═══ Input data ═══
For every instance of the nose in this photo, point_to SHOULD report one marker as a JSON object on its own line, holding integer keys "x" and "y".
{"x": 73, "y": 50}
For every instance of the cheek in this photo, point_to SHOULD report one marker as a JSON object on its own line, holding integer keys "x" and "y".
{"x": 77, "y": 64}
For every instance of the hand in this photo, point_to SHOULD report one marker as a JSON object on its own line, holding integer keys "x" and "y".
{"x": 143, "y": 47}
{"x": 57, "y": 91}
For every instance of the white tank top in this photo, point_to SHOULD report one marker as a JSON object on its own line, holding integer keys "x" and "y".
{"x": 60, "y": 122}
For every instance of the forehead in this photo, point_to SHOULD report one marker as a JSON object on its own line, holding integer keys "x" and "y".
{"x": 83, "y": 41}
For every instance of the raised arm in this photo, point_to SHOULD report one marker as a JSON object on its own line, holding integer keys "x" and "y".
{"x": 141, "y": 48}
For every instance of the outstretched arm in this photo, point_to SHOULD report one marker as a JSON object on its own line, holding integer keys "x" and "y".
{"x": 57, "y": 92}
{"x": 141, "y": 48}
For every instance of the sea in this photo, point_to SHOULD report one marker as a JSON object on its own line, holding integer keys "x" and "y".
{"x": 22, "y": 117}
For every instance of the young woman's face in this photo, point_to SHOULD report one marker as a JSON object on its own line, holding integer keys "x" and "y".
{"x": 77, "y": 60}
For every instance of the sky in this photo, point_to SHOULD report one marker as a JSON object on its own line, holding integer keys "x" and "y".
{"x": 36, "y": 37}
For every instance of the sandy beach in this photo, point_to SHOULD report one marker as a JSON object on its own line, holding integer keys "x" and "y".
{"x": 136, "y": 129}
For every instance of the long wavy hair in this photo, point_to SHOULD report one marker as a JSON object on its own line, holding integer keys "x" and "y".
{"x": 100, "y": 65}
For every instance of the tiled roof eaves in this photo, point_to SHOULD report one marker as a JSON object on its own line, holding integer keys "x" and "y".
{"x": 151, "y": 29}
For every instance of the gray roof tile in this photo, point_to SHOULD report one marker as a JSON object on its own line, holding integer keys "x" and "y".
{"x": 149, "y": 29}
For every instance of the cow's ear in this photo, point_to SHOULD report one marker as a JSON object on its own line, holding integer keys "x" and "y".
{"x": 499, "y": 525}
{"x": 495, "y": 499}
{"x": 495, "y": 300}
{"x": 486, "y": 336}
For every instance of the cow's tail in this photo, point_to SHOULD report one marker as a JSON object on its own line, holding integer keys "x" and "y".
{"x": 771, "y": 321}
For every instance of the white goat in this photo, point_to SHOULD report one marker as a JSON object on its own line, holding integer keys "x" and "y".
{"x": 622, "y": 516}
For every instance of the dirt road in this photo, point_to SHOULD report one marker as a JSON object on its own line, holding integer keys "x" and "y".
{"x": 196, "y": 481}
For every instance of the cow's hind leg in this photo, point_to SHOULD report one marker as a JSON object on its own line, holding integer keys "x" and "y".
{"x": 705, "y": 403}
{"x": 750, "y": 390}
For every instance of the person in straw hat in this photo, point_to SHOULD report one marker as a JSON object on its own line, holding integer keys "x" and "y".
═══
What is being asked ->
Reproduce exactly the line that holds "For every instance of the sandy", then every line after it, ending with the final line of the records above.

Task solution ->
For every instance of the sandy beach in this photo, point_to SHOULD report one marker as a JSON object on its own line, holding integer keys "x" and "y".
{"x": 136, "y": 129}
For every instance of the long wavy hair in this photo, point_to SHOULD report one marker as a JSON object on its own line, holding integer keys "x" and "y".
{"x": 100, "y": 65}
For every instance of the tiled roof eaves in this photo, point_to SHOULD report one marker as a JSON object on its own line, holding integer keys "x" and "y".
{"x": 151, "y": 29}
For every instance of the gray roof tile in this photo, point_to SHOULD report one marker as a JSON object on its own line, holding integer keys "x" and "y".
{"x": 149, "y": 29}
For every instance of the cow's ear in this photo, point_to SHOULD report one marker as a JSON object on its own line, holding integer keys "x" and "y".
{"x": 499, "y": 525}
{"x": 495, "y": 499}
{"x": 495, "y": 300}
{"x": 486, "y": 336}
For every instance of the cow's tail in this photo, point_to SHOULD report one marker as a JSON object on its own line, holding integer keys "x" and "y".
{"x": 771, "y": 321}
For every instance of the white goat in this photo, point_to SHOULD report one marker as a JSON object on its own line, holding integer keys "x" and "y".
{"x": 622, "y": 516}
For every instance of the dirt road in this photo, point_to SHOULD report one marker as a JSON object on its own line, holding integer keys "x" and "y".
{"x": 196, "y": 481}
For every instance of the cow's hind leg in this photo, point_to SHOULD report one marker as a JSON object on its own line, holding integer keys "x" and "y".
{"x": 705, "y": 403}
{"x": 750, "y": 390}
For every instance of the person in straw hat in this photo, point_to SHOULD report one marker as a JSON object on its own line, holding integer keys "x" and "y".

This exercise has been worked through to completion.